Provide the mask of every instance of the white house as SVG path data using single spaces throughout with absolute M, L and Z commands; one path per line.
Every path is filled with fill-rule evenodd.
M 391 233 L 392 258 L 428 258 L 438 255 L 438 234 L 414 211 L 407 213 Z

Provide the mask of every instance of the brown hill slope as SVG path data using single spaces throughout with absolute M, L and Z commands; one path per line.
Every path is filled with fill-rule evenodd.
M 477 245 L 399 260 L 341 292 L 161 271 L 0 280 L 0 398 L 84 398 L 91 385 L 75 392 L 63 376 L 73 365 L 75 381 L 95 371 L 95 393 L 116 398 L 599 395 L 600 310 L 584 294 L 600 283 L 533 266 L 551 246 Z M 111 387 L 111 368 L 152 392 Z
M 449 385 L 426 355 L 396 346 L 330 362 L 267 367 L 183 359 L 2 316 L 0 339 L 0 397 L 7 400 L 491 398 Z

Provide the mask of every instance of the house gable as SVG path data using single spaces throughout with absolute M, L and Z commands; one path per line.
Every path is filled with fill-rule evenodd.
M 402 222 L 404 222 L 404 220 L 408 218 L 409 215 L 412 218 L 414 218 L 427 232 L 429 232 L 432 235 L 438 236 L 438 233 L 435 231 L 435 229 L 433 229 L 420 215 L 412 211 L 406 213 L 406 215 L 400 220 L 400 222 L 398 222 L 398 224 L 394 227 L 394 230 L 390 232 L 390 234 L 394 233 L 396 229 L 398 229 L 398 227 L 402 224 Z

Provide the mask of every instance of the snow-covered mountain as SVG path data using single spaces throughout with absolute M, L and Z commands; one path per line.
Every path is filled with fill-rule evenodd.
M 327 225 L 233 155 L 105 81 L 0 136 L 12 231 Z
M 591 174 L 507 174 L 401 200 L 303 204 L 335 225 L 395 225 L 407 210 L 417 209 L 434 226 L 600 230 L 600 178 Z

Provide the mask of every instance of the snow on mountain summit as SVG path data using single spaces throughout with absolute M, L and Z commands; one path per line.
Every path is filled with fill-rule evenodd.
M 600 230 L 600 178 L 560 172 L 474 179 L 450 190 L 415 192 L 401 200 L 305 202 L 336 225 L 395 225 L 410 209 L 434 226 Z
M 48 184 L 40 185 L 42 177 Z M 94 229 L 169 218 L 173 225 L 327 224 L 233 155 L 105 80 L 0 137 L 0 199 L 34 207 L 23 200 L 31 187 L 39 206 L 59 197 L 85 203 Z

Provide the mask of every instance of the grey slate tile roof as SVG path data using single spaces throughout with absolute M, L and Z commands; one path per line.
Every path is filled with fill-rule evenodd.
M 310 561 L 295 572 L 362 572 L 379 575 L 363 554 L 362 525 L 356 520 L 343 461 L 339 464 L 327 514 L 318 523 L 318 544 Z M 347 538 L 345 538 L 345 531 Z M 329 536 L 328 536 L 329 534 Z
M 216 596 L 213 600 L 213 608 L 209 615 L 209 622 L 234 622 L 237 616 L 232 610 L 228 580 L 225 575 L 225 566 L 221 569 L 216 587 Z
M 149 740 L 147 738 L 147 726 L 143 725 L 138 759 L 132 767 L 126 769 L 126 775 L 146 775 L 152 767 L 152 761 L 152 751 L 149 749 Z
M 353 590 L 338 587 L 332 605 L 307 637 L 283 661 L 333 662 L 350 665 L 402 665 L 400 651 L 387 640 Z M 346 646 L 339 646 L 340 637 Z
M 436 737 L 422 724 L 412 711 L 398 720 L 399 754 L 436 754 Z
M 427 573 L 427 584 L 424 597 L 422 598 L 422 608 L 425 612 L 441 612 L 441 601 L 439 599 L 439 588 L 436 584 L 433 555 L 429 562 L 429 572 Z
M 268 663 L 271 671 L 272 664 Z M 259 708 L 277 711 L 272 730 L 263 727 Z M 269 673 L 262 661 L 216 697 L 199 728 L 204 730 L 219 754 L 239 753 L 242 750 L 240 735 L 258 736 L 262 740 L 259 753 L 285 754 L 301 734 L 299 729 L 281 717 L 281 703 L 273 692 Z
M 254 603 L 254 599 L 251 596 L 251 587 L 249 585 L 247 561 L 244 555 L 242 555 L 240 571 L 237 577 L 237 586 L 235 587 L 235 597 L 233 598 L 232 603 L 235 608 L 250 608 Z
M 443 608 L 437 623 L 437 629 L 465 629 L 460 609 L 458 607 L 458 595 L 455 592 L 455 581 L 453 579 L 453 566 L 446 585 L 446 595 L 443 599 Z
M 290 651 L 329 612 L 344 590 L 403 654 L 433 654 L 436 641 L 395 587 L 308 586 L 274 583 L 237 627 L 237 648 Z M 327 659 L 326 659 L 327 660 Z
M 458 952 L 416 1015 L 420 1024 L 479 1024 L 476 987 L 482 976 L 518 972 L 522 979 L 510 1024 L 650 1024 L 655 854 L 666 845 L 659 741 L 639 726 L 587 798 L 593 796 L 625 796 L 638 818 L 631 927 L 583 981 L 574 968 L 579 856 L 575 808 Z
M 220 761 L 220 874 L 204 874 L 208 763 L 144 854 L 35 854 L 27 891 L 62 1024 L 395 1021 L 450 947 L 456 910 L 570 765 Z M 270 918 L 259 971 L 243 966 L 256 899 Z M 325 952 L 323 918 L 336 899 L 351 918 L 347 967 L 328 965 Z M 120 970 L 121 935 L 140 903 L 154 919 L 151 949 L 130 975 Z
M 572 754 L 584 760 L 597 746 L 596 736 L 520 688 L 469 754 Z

Task → Please transcribe the entries above exactly as written.

Your response →
Provide the mask of every instance of the white house as SVG path data using single spaces throughout with absolute M, L and Z commands; one path per line.
Every path is filled with fill-rule evenodd.
M 391 233 L 392 258 L 428 258 L 438 255 L 438 234 L 414 211 L 407 213 Z

Provide the mask of every instance of the brown hill slope as SVG path data using single spaces throughout with absolute M, L and Z commands; one path per line.
Every path is filled with fill-rule evenodd.
M 477 245 L 399 260 L 341 292 L 161 271 L 0 280 L 0 398 L 84 398 L 91 385 L 75 392 L 63 376 L 73 365 L 75 381 L 95 371 L 95 393 L 116 398 L 599 395 L 600 310 L 584 294 L 600 283 L 533 266 L 551 246 Z M 111 387 L 111 368 L 152 392 Z
M 449 385 L 426 355 L 396 346 L 330 362 L 267 367 L 183 359 L 2 316 L 0 339 L 0 397 L 7 400 L 491 398 Z

Provide the mask of every instance of the house gable as SVG path data using single spaces throughout with absolute M, L and Z commands; one path per line.
Every path is filled with fill-rule evenodd.
M 402 222 L 404 222 L 404 220 L 408 218 L 409 215 L 412 218 L 414 218 L 427 232 L 429 232 L 432 235 L 438 236 L 438 233 L 435 231 L 435 229 L 433 229 L 420 215 L 412 211 L 406 213 L 406 215 L 400 220 L 400 222 L 398 222 L 398 224 L 394 227 L 394 230 L 390 232 L 390 234 L 394 233 L 396 229 L 398 229 L 398 227 L 402 224 Z

Provide the mask of every instance of the snow-covered mountain as SVG path data using single spaces throughout with absolute M, L and Z commands; one path per line.
Every path is filled with fill-rule evenodd.
M 327 225 L 233 155 L 105 81 L 0 136 L 12 231 Z
M 591 174 L 507 174 L 401 200 L 303 204 L 335 225 L 395 225 L 407 210 L 417 209 L 434 226 L 600 230 L 600 178 Z

Provide the mask of every instance of the snow on mountain summit as SVG path data using single spaces throughout with absolute M, L and Z commands; one path per line.
Every path is filled with fill-rule evenodd.
M 600 230 L 600 178 L 560 172 L 474 179 L 450 190 L 415 192 L 401 200 L 305 202 L 336 225 L 395 225 L 410 209 L 434 226 Z
M 48 184 L 40 185 L 42 177 Z M 94 229 L 169 218 L 173 225 L 327 224 L 233 155 L 105 80 L 0 137 L 0 199 L 34 207 L 23 200 L 31 187 L 39 206 L 59 197 L 85 203 Z

Provide the mask of every instance of the grey slate tile roof as SVG path data using single spaces throughout with absolute M, L and Z commands; one path per line.
Every path is filled with fill-rule evenodd.
M 310 561 L 295 572 L 362 572 L 379 575 L 363 554 L 362 525 L 356 520 L 343 461 L 339 464 L 327 514 L 318 523 L 318 544 Z M 347 538 L 345 538 L 345 531 Z M 329 536 L 328 536 L 329 534 Z
M 216 596 L 213 600 L 213 608 L 209 615 L 209 622 L 234 622 L 237 616 L 232 610 L 228 580 L 225 575 L 225 566 L 221 569 L 216 587 Z
M 149 740 L 147 738 L 147 726 L 143 725 L 138 759 L 132 767 L 126 769 L 126 775 L 146 775 L 152 767 L 152 761 L 152 751 L 149 749 Z
M 353 590 L 338 587 L 332 605 L 307 637 L 283 661 L 333 662 L 350 665 L 402 665 L 400 651 L 387 640 Z M 346 646 L 339 646 L 340 637 Z
M 436 737 L 422 724 L 412 711 L 398 720 L 399 754 L 436 754 Z
M 427 573 L 427 584 L 424 597 L 422 598 L 422 608 L 425 612 L 441 612 L 441 601 L 439 599 L 439 588 L 436 584 L 433 555 L 429 562 L 429 572 Z
M 268 663 L 271 671 L 272 664 Z M 259 708 L 277 711 L 272 730 L 263 727 Z M 269 673 L 262 661 L 216 697 L 199 728 L 204 730 L 219 754 L 239 753 L 242 750 L 240 735 L 258 736 L 262 740 L 259 753 L 285 754 L 301 734 L 299 729 L 281 717 L 281 703 L 273 692 Z
M 254 603 L 254 599 L 251 596 L 251 587 L 249 585 L 247 561 L 244 555 L 242 555 L 240 571 L 237 577 L 237 586 L 235 587 L 235 597 L 233 598 L 232 603 L 235 608 L 250 608 Z
M 443 608 L 437 623 L 437 629 L 465 629 L 460 609 L 458 607 L 458 595 L 455 592 L 455 581 L 453 579 L 453 566 L 446 585 L 446 595 L 443 599 Z
M 290 651 L 329 612 L 344 590 L 403 654 L 433 654 L 436 641 L 395 587 L 308 586 L 274 583 L 237 627 L 237 648 Z M 327 659 L 326 659 L 327 660 Z
M 458 952 L 416 1015 L 420 1024 L 479 1024 L 476 987 L 482 976 L 518 972 L 522 979 L 510 1024 L 650 1024 L 655 854 L 666 845 L 659 741 L 639 726 L 587 798 L 593 796 L 625 796 L 638 818 L 631 927 L 583 981 L 574 968 L 579 856 L 575 808 Z
M 220 761 L 220 874 L 204 874 L 208 763 L 144 854 L 35 854 L 27 891 L 62 1024 L 395 1021 L 450 947 L 456 910 L 570 765 Z M 270 918 L 259 971 L 243 966 L 256 899 Z M 325 952 L 323 918 L 336 899 L 351 918 L 347 967 L 328 965 Z M 120 970 L 121 935 L 140 903 L 154 919 L 151 949 L 130 975 Z
M 572 754 L 584 760 L 597 746 L 596 736 L 520 688 L 469 754 Z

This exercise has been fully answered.